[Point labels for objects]
============================================================
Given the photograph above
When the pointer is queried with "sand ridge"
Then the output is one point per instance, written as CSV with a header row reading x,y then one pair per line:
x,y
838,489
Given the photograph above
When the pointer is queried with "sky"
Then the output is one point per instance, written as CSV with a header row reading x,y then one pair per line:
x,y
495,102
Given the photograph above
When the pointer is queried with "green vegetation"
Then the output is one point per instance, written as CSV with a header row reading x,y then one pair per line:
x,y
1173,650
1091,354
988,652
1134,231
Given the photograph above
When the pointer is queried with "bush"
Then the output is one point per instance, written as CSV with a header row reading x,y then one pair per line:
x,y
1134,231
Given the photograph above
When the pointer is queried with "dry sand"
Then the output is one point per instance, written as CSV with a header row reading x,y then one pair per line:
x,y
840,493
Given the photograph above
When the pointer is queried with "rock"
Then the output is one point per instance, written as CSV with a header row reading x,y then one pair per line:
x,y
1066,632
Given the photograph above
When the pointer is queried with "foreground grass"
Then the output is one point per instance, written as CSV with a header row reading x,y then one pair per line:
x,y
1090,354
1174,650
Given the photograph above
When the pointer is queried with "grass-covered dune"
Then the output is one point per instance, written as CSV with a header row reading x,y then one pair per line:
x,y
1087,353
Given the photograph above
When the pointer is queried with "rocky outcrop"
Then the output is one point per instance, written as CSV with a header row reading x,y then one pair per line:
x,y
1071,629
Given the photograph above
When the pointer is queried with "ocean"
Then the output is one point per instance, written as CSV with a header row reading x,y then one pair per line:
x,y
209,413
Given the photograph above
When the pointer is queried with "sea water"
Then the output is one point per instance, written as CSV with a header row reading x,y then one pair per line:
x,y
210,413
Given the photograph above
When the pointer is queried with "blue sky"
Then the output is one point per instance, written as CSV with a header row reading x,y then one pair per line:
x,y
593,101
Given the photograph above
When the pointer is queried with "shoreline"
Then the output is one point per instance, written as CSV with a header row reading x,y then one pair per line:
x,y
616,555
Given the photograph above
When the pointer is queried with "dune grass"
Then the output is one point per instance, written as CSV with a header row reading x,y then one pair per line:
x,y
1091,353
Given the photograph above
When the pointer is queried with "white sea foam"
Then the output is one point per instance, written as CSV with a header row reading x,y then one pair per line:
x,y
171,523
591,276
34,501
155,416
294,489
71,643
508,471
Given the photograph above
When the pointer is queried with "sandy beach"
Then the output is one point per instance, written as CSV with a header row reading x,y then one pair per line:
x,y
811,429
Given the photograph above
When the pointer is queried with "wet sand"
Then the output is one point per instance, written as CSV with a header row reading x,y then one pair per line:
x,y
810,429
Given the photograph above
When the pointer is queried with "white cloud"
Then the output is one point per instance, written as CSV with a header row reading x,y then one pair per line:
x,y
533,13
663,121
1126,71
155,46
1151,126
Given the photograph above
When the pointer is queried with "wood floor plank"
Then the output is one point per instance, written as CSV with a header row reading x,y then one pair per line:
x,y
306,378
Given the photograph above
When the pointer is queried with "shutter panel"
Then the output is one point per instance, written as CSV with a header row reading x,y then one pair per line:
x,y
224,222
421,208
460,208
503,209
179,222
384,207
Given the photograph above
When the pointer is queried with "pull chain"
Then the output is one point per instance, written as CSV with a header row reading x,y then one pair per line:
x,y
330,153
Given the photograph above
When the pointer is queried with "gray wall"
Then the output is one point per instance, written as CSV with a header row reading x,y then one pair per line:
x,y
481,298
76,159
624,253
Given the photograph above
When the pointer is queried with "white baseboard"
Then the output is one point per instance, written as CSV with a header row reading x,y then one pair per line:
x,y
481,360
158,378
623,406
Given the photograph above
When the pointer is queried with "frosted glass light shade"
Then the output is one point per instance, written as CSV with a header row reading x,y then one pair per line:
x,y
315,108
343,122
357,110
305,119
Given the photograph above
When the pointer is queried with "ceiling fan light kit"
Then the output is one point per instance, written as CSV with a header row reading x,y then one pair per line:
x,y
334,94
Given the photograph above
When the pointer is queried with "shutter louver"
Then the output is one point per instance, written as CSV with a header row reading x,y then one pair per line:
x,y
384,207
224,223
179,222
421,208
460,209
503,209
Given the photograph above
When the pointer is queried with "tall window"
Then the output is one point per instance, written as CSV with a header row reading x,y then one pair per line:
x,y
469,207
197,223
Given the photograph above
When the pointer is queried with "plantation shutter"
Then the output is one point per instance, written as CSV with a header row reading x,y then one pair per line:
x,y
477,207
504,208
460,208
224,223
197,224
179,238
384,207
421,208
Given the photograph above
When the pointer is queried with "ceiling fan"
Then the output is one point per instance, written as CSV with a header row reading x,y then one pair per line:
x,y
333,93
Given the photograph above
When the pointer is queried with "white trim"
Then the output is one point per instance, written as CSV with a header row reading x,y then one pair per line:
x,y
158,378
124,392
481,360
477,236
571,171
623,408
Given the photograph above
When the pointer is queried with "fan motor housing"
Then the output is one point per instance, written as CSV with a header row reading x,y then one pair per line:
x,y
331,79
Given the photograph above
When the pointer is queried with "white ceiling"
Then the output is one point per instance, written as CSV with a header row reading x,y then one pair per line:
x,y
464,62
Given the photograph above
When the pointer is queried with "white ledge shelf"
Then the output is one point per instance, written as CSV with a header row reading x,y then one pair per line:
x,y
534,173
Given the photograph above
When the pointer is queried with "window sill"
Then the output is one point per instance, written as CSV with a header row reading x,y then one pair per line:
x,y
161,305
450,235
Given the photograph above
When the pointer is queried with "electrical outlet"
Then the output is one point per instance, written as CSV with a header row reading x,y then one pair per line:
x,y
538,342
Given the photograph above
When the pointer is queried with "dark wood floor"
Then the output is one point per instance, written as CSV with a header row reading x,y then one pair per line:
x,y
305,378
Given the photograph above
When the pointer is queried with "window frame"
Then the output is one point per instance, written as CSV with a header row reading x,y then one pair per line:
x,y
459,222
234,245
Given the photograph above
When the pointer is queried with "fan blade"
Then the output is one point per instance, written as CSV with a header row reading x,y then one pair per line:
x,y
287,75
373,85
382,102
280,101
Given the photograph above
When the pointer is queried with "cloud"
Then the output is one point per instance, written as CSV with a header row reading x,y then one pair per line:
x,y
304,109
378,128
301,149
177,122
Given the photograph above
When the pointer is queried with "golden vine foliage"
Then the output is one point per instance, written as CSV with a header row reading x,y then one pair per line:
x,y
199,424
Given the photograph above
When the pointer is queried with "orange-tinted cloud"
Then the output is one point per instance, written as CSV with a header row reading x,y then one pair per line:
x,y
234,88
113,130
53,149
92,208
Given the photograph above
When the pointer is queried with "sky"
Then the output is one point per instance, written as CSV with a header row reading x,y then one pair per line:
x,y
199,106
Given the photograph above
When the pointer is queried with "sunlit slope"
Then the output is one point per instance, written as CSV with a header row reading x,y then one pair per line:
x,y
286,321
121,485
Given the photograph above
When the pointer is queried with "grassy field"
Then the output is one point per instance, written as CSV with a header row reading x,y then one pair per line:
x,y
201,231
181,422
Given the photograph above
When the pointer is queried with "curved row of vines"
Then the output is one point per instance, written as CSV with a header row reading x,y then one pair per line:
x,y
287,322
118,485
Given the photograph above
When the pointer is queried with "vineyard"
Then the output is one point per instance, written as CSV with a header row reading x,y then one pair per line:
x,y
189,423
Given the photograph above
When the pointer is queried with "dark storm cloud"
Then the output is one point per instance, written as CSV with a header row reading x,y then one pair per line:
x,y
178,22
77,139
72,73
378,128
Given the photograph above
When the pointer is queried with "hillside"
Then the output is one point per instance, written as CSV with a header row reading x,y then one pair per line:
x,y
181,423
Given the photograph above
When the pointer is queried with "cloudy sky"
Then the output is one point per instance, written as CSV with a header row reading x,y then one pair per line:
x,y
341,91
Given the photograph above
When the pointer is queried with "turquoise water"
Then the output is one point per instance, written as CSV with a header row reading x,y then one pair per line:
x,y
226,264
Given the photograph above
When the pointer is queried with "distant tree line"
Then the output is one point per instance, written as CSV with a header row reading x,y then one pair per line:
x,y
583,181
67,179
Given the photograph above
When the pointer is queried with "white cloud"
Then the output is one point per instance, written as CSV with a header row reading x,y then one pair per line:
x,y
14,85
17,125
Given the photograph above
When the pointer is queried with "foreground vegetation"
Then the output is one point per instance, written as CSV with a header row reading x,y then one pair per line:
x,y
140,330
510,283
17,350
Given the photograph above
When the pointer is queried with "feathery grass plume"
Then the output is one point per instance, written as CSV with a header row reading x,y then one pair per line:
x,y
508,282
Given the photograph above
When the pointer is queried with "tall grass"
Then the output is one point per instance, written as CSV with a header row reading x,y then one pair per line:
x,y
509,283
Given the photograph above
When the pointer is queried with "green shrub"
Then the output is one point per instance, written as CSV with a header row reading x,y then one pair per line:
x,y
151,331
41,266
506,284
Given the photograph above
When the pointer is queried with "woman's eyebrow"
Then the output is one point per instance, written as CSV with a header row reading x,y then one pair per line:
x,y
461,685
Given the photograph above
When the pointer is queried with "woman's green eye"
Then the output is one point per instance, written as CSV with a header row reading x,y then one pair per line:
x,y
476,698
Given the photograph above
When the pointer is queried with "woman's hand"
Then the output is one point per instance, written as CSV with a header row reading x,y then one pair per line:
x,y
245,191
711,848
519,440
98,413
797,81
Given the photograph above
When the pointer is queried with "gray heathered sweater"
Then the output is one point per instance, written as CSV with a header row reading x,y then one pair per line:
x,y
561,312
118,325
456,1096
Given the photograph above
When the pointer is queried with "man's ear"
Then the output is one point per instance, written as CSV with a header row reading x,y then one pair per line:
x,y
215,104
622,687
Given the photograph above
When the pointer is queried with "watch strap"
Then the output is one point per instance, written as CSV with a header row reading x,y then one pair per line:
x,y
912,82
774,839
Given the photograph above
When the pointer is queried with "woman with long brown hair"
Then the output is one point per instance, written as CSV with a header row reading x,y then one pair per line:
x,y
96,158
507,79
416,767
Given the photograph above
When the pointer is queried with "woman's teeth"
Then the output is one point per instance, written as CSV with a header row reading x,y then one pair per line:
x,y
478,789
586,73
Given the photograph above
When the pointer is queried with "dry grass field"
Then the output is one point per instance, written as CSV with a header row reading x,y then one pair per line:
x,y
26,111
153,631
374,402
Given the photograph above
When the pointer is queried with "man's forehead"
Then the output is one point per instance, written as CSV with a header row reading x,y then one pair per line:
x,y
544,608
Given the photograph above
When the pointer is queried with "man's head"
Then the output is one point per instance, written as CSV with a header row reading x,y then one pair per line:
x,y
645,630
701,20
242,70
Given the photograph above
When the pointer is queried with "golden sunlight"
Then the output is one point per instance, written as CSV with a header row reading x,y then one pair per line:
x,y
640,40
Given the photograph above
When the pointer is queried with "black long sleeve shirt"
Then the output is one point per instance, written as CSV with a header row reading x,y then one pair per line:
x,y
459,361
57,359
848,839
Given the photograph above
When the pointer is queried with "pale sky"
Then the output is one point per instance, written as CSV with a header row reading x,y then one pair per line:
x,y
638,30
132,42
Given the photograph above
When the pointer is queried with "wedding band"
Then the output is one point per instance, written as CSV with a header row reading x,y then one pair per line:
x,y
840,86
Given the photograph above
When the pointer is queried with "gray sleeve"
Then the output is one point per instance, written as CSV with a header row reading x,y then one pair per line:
============================================================
- Brief
Count how many of the lines above contain the word "vegetation". Give only the number.

- Solution for this task
2